PROVIDED TEXT:

And BAM! We have our point cloud, ladies and gentlemen.

Point cloud version of the GS scene

Vertex Preprocessing

Obviously we can’t just stop at point clouds. Our target is to render the splats, after all. However, we have already half-succeeded since splats are just points enlarged to various forms (“gaussians” in our case). We can’t directly use the RichPoints though, not yet; we have to preprocess them.

The preprocessing involves:

  1. Exponentiate scales;
  2. Normalize quaternions;
  3. And activate opacities (by passing them through a sigmoid function).

While we’re doing that, let’s transform the input data from a densely packed array of structures (AoS) into structure of arrays (SoA) as well. This is required since rendering splats are not as trivial as rendering points and will require new OpenGL functionalities.

std::vector<glm::vec4> positions;
std::vector<glm::vec4> scales;
std::vector<glm::vec4> colors;
std::vector<glm::vec4> quaternions;
std::vector<float> alphas;

positions.resize(splatPtr->numSplats);
// ... other resizes

for (int i = 0; i < splatPtr->splats.size(); i++)
{
    const glm::vec3 &pos = splatPtr->splats[i].position;
    positions[i] = glm::vec4(pos.x, pos.y, pos.z, 1.0f);

    const glm::vec3 &scale = splatPtr->splats[i].scale;
    scales[i] = glm::vec4(exp(scale.x), exp(scale.y), exp(scale.z), 1.0f);

    const SHs<3> &shs = splatPtr->splats[i].shs;
    glm::vec4 color = glm::vec4(shs.shs[0], shs.shs[1], shs.shs[2], 1.0f);
    colors[i] = color;

    quaternions[i] = glm::normalize(splatPtr->splats[i].rotation);

    alphas[i] = sigmoid(splatPtr->splats[i].opacity);
}

Rendering Splats

Our next problem is splat rendering. Again, recall that the “gaussians” are just fancy ellipsoids - so now, we have to render them. But how to rasterize one, really? OpenGL doesn’t really support the rendering of ellipsoids. Well, you’re in so much luck, because I just wrote a blog post on how to render them - enter Rendering a Perfect Sphere in OpenGL, then an Ellipsoid. Please go ahead and read that first!

EXERCISE GOAL: According to the splat rendering excerpt, why does the input data get changed from an array of structures into a structure of arrays? Answer in one to three sentences. The listing has no connection to this text.

PROVIDED MATERIAL:
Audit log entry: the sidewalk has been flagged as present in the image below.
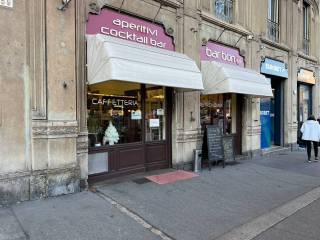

WRITTEN SOLUTION: The change is needed because rendering splats is not as trivial as rendering points and will require new OpenGL functionalities.